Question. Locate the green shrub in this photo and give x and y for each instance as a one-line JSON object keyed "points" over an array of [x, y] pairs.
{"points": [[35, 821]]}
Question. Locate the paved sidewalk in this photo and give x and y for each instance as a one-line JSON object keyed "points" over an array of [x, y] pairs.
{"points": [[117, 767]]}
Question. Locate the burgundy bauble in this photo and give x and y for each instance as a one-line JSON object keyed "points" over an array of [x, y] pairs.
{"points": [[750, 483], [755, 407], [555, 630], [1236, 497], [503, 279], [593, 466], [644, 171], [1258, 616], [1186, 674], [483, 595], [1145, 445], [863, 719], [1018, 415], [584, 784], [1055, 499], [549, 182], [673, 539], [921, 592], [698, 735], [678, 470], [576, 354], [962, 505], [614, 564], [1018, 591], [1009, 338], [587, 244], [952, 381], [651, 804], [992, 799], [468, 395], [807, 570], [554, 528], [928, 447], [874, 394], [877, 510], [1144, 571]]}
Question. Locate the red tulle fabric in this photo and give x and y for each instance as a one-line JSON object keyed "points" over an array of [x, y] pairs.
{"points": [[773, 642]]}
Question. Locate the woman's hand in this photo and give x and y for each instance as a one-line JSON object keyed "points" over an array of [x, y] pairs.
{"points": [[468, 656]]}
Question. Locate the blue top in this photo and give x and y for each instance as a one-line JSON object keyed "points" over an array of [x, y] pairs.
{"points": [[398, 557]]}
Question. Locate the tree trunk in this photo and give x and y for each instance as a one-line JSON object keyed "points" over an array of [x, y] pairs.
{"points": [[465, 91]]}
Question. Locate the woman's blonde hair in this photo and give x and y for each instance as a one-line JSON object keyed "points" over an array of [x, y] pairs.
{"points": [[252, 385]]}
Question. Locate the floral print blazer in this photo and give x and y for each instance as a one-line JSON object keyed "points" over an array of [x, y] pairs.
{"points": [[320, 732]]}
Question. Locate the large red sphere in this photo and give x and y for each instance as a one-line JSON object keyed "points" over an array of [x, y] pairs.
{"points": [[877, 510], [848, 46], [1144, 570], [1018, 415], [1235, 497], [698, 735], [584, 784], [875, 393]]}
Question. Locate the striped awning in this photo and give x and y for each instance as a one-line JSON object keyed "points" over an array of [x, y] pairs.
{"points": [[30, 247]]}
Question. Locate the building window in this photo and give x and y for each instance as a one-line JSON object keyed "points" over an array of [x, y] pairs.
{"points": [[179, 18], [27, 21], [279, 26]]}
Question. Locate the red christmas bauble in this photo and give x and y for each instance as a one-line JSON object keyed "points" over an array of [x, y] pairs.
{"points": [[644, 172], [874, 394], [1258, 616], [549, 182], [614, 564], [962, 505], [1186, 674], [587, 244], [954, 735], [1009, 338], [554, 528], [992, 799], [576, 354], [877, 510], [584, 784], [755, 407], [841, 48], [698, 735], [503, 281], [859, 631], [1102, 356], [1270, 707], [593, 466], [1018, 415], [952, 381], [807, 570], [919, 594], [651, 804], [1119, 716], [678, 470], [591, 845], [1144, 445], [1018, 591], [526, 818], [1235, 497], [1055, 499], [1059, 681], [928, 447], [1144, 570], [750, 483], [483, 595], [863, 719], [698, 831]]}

───

- _TASK PROMPT_
Beginning at the line that holds "Question. Locate the woman's hand", write out word for word each line through the end of the records.

- _ANSWER TO THE PROBLEM_
Question. Locate the woman's hand in this photo and give x and y for each instance as a one-line JSON object keyed "points" over an array of [x, y] pairs.
{"points": [[468, 656]]}
Question. Locate the blue top in this photo and give x and y for each instance as a one-line JSON object keyed "points" over an array of [x, y] pairs.
{"points": [[398, 557]]}
Question. Locate the tree trunk in this photo and give x and y for each instance as a one-line JSON object keyed "points" over an array of [x, y] pairs.
{"points": [[465, 91]]}
Question. Locate the woman's blonde hair in this photo and give x and y for each instance as a one-line JSON object keyed "points" over an array of [x, y] pairs.
{"points": [[252, 385]]}
Question. Locate the floral print blazer in this photo and give x and y for each instance as a one-line JSON object keyed "points" over an array of [x, y] pairs.
{"points": [[320, 732]]}
Question. Locate the large red sphere in this photo and give x and y for each instance as a one-line JSON object keyed "points" over an array of [x, y] pairs.
{"points": [[877, 510], [848, 46], [1144, 570], [1018, 415], [1235, 497], [698, 735], [584, 784], [875, 393]]}
Question. Locate the striped awning in this photo and give x and y for each instance as a one-line JSON object keyed "points" over an array of [x, y] pairs.
{"points": [[30, 247]]}
Question. Locate the building window in this photo and give x and y for each instance as a one-line JSON object keyed "points" over an array of [x, y] pairs.
{"points": [[179, 18], [27, 21], [279, 26]]}
Question. Locate the red christmas bauble in this photo and give x and y for each instance as a one-line JSON object keyed "points" over an array of [x, y] pairs.
{"points": [[644, 172], [874, 394], [1258, 616], [549, 182], [614, 564], [962, 505], [1186, 674], [587, 244], [954, 735], [1009, 338], [554, 528], [992, 799], [576, 354], [877, 510], [584, 784], [755, 407], [841, 48], [698, 735], [503, 281], [859, 631], [1102, 356], [1270, 707], [593, 466], [1018, 415], [952, 381], [807, 570], [919, 594], [651, 804], [1119, 716], [678, 470], [591, 845], [1144, 445], [1018, 591], [526, 818], [1235, 497], [1055, 499], [1059, 681], [928, 447], [1144, 570], [750, 483], [483, 595], [863, 719], [698, 831]]}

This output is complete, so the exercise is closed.